[EXCERPT TO READ]
......

To me, it’s a massive steel-and-concrete depiction of Isaiah
55:8-9 NIV, “‘For my thoughts are
not your thoughts, neither are your ways my ways,’ declares the LORD. ‘As the
heavens are higher than the earth, so are my ways higher than your ways and my
thoughts than your thoughts.’”
This
suspension bridge depends on two towers on which hang two 6750-foot cables that
suspend the 4200-foot span.
Each
cable is three feet in diameter and is made of 3/16” wires — 27,562 of them.
Yes, 27,562 wires tightly are bundled into each cable.
These
two big cables rise into the sky — but on a foggy day, which is most of the
time here — they’re obscured in the mist.
And
it seems like a glimpse of heaven from below.
This
shows me about how we know God because theology can delve into endless
complexities of biblical and systematic theology — like the multitude of wires
in each cable.

......

[SUPPLIED INFORMATION]
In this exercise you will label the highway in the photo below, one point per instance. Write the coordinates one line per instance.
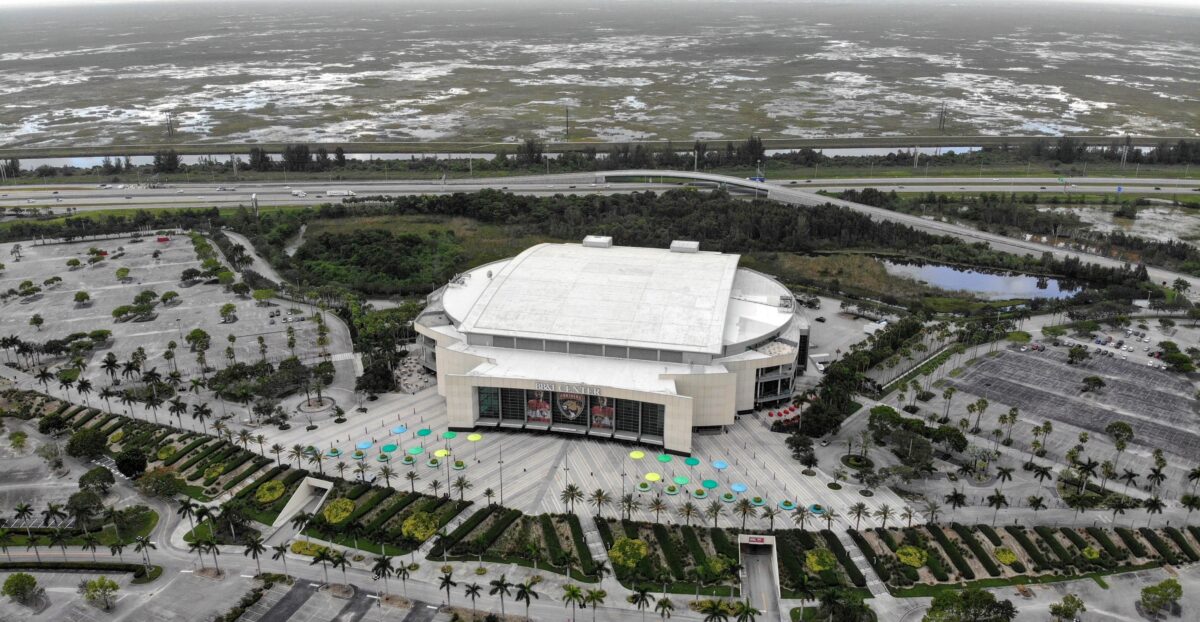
(787, 191)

......

[PROBLEM DESCRIPTION] Continue the reflection on the suspension bridge and Isaiah 55:8-9, picking up right after its final sentence about the many wires in each cable.

[WRITTEN RESPONSE]
Some
believers can be so complex in thinking about God that they lose sight of the
simplicity that Jesus exhibited about God.
Other
believers can be so simpli-stic in ignorance of complexity
that they miss the beauty of ultimate simpli-city that unifies all the
complexity.
Like
all these wires bundled into one cable, all the complexities of theology can be
ultimately bundled into the eminent twentieth-century-theologian Karl Barth’s
response, stated at Princeton University, to the question of what was his greatest
theological insight.
He said, “Jesus loves me, this I know, for the Bible
tells me so.”
Really.
Complexity
inside simplicity.
Any
attempt to understand God (what we call theology) is on one hand extremely
complex and on the other hand extremely simple — similar to the familiar way
that understanding a car engine is complex, but turning it on with a key is
simple.
And
these complex/simple cables rise into what looks like nothingness.
I
could have stood there all day and never seen the tops of the supporting towers
— as if the whole thing were imagination.
But
it’s not imagination to the hundreds of thousands of cars and thousands of
pedestrians crossing the bridge each day.
I
know the tops of these towers are really there. Because
they have to be. If they weren’t, the cables and entire bridge
would collapse.
Whenever
we suffer and ask why, or wonder about God and try to understand, we ask
questions that are like those complex/simple cables rising into obscurity.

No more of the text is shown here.